- _What to work on_
Search the records for "wall" and copy each line that holds it.
--- Material provided ---
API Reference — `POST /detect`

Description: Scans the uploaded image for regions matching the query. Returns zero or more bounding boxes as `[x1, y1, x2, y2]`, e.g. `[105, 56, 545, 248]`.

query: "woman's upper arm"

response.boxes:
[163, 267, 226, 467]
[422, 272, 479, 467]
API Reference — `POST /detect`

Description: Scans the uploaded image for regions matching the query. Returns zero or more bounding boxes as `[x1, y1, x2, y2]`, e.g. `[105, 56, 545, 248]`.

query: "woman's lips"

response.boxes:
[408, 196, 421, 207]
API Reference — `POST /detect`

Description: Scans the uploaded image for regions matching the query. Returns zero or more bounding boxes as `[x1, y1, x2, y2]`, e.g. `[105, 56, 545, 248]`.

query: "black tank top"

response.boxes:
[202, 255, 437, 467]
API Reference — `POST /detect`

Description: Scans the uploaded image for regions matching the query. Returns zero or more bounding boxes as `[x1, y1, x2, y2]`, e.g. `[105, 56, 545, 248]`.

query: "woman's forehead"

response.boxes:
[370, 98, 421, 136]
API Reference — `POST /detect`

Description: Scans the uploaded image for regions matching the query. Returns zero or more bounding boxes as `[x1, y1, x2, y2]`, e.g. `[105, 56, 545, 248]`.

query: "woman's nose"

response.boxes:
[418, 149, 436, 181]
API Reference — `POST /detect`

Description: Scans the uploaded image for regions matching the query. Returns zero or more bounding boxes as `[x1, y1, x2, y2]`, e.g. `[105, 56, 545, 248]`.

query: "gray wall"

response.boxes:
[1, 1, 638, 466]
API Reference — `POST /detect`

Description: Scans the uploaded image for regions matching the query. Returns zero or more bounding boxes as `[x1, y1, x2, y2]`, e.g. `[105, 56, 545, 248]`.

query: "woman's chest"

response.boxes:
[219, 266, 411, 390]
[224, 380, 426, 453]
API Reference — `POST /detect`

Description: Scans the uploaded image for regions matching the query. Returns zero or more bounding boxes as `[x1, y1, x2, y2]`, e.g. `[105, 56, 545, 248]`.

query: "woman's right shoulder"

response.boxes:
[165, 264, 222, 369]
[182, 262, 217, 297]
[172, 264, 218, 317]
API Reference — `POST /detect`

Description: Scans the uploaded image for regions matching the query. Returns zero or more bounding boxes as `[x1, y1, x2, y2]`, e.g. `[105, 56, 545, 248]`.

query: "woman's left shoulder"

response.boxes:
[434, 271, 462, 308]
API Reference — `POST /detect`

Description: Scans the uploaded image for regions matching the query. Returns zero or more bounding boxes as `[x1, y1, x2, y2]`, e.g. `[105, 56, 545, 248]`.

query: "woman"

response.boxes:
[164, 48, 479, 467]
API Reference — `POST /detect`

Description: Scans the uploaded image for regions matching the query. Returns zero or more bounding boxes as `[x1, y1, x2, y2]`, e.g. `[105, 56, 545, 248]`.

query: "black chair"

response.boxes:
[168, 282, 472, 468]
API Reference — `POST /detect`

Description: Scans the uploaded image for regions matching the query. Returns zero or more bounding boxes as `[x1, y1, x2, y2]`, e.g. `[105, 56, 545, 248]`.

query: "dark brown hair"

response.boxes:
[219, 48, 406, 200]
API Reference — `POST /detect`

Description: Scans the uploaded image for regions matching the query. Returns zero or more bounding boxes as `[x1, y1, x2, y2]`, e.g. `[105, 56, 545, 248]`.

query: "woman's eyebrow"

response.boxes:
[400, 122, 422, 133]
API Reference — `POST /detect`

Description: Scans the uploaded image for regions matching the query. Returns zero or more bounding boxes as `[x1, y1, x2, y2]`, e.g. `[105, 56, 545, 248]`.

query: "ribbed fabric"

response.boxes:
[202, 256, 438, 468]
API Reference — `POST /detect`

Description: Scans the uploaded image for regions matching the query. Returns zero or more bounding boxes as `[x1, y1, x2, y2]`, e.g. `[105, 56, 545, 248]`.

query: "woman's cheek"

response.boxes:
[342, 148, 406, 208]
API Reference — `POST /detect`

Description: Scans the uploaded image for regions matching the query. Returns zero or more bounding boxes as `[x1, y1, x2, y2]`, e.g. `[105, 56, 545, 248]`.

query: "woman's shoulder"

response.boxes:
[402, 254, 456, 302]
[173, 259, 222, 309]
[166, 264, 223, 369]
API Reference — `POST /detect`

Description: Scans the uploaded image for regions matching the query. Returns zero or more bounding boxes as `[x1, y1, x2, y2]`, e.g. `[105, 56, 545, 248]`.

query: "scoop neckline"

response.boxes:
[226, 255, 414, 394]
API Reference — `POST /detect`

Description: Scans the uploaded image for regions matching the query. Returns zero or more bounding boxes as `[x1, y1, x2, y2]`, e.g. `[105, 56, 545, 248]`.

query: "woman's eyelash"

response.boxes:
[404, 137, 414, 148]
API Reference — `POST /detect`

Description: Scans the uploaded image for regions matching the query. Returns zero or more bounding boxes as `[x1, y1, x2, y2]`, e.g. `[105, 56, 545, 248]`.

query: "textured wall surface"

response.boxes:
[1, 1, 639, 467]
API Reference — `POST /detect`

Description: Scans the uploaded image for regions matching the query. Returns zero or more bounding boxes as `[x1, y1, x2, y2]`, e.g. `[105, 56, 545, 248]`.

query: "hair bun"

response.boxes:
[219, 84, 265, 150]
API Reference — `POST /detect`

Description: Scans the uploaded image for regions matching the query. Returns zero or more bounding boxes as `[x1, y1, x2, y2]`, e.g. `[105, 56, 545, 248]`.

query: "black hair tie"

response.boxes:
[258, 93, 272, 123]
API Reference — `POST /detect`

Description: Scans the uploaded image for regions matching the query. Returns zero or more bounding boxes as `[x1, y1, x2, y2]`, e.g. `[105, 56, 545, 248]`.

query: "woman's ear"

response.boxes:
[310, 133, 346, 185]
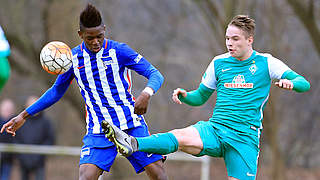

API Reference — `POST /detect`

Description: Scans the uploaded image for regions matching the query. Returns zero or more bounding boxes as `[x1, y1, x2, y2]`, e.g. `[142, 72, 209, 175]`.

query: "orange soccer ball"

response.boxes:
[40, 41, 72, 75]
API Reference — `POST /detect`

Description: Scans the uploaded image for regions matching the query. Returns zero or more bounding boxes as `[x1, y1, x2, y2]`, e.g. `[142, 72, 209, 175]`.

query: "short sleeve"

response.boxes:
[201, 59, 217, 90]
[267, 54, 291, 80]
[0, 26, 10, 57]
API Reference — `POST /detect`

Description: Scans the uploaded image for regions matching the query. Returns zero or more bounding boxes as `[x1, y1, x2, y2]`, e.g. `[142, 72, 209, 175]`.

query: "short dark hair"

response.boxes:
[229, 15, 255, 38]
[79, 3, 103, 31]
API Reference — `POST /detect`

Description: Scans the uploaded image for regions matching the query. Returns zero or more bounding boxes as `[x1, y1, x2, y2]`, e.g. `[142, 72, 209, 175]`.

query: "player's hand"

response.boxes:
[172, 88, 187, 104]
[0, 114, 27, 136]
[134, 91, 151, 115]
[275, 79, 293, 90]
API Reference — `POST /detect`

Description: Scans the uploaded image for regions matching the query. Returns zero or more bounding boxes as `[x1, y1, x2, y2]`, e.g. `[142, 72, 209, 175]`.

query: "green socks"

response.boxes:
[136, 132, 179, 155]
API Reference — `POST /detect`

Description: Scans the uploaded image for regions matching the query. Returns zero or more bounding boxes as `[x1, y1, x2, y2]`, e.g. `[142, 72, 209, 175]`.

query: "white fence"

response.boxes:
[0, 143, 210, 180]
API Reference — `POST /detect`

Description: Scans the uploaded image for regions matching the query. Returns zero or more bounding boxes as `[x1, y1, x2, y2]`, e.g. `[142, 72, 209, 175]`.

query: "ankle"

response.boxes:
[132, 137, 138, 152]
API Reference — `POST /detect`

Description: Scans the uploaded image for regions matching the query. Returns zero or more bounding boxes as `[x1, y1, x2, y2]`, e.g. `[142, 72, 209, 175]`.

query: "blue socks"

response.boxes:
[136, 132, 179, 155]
---
--- Material provided ---
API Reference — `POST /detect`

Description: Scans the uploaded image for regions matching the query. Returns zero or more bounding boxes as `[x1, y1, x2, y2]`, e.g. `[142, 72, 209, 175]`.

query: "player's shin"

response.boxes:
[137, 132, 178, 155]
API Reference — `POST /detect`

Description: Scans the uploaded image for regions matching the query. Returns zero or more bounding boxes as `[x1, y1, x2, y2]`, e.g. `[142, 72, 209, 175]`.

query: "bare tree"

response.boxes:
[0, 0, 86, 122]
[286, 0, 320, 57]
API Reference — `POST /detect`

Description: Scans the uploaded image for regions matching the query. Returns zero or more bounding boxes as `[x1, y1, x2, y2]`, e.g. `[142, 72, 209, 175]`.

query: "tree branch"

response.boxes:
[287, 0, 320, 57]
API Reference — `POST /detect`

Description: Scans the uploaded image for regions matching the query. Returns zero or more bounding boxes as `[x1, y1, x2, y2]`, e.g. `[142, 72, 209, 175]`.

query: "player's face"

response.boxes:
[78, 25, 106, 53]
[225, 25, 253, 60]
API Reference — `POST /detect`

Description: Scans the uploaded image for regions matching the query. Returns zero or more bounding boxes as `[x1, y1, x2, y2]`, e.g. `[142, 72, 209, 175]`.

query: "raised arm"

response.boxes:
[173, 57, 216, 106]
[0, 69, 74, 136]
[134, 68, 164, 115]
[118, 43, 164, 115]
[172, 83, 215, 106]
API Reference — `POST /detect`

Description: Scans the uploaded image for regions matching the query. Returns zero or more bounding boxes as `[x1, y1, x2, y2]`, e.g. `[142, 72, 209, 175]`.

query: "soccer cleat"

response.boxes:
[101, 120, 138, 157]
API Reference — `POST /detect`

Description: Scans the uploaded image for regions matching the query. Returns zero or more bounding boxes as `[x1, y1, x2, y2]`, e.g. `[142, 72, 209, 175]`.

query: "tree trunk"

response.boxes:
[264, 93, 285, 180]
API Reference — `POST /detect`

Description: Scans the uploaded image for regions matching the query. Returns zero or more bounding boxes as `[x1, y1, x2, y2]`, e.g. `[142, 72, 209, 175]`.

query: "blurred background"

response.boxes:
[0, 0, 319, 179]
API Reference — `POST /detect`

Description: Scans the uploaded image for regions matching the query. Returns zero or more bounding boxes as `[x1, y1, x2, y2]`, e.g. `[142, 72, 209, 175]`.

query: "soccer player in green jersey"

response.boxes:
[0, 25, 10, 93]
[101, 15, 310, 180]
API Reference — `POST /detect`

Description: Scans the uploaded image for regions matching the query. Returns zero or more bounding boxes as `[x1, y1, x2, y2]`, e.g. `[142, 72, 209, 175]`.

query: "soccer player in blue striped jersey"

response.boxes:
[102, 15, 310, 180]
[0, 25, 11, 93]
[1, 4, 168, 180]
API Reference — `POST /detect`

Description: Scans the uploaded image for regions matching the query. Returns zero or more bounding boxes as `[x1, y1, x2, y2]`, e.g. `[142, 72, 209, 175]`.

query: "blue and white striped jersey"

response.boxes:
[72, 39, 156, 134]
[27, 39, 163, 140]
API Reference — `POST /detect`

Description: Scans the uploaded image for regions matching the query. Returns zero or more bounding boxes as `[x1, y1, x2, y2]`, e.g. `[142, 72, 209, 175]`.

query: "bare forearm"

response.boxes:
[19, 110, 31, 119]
---
--- Material provided ---
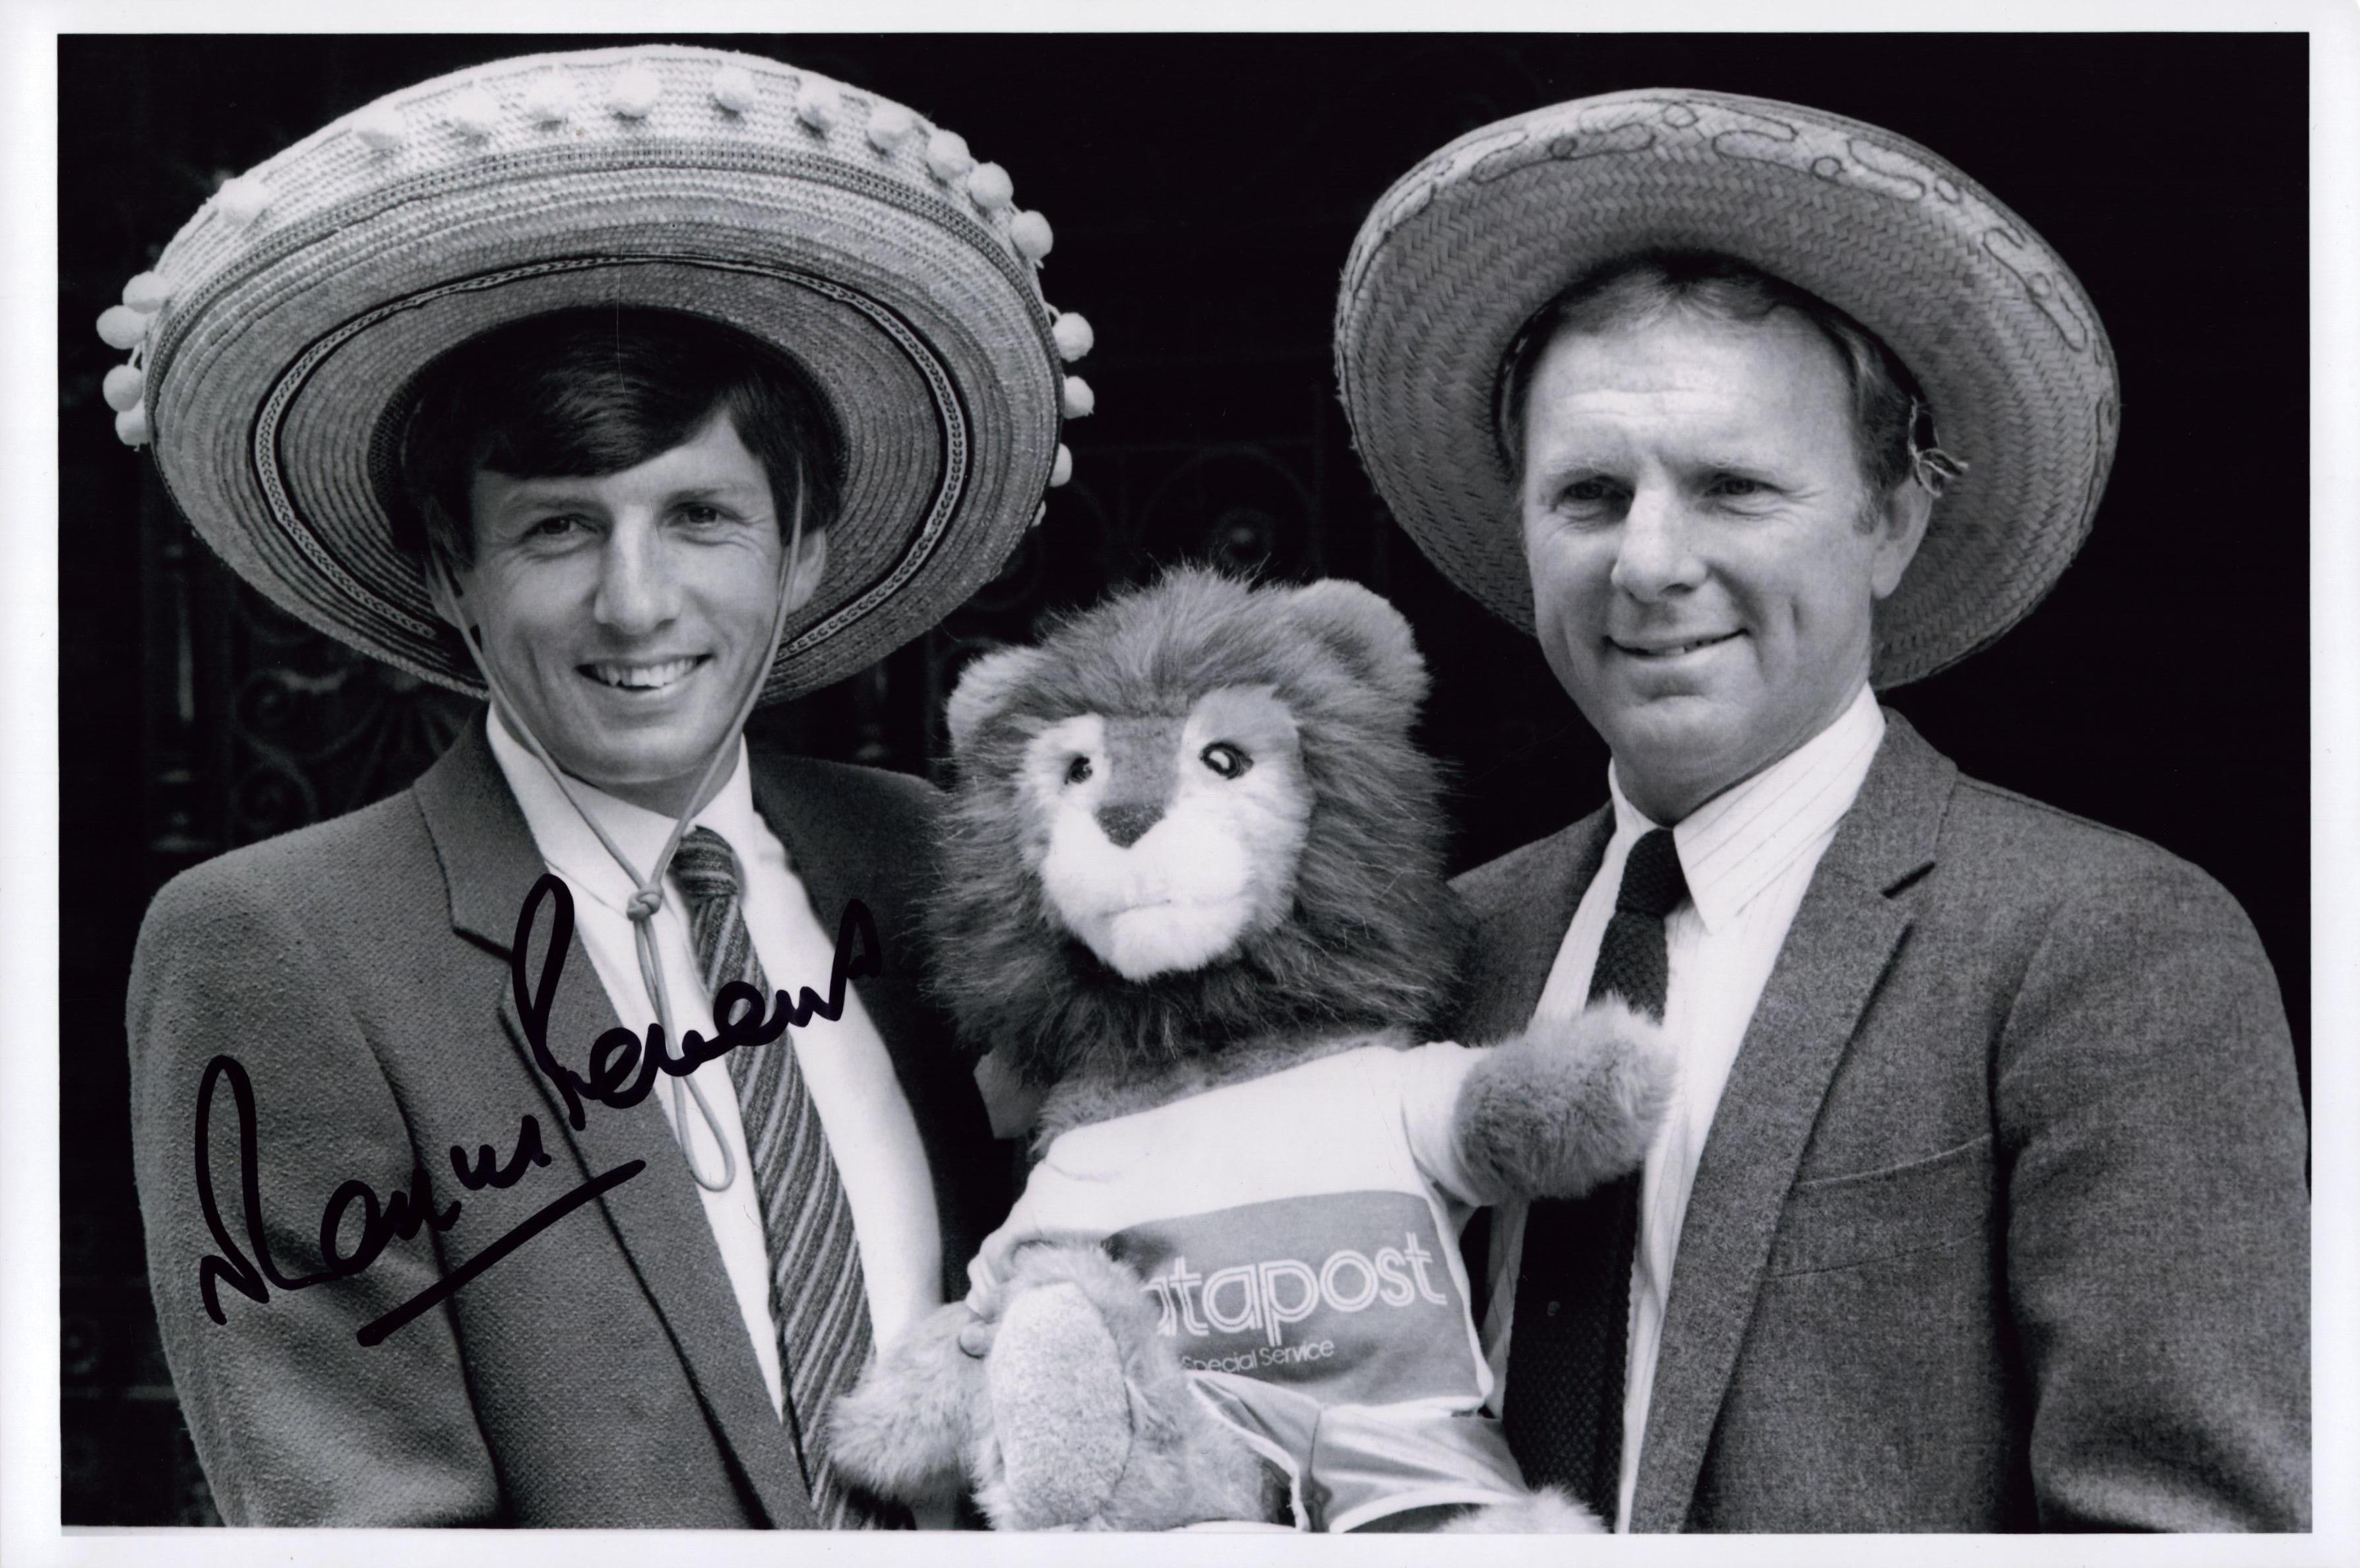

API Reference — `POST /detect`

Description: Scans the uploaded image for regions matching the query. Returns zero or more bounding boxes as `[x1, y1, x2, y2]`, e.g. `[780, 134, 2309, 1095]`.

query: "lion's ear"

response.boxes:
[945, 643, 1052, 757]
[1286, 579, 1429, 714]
---
- _Answer to the exercise_
query: "gray wall"
query: "textured wall surface"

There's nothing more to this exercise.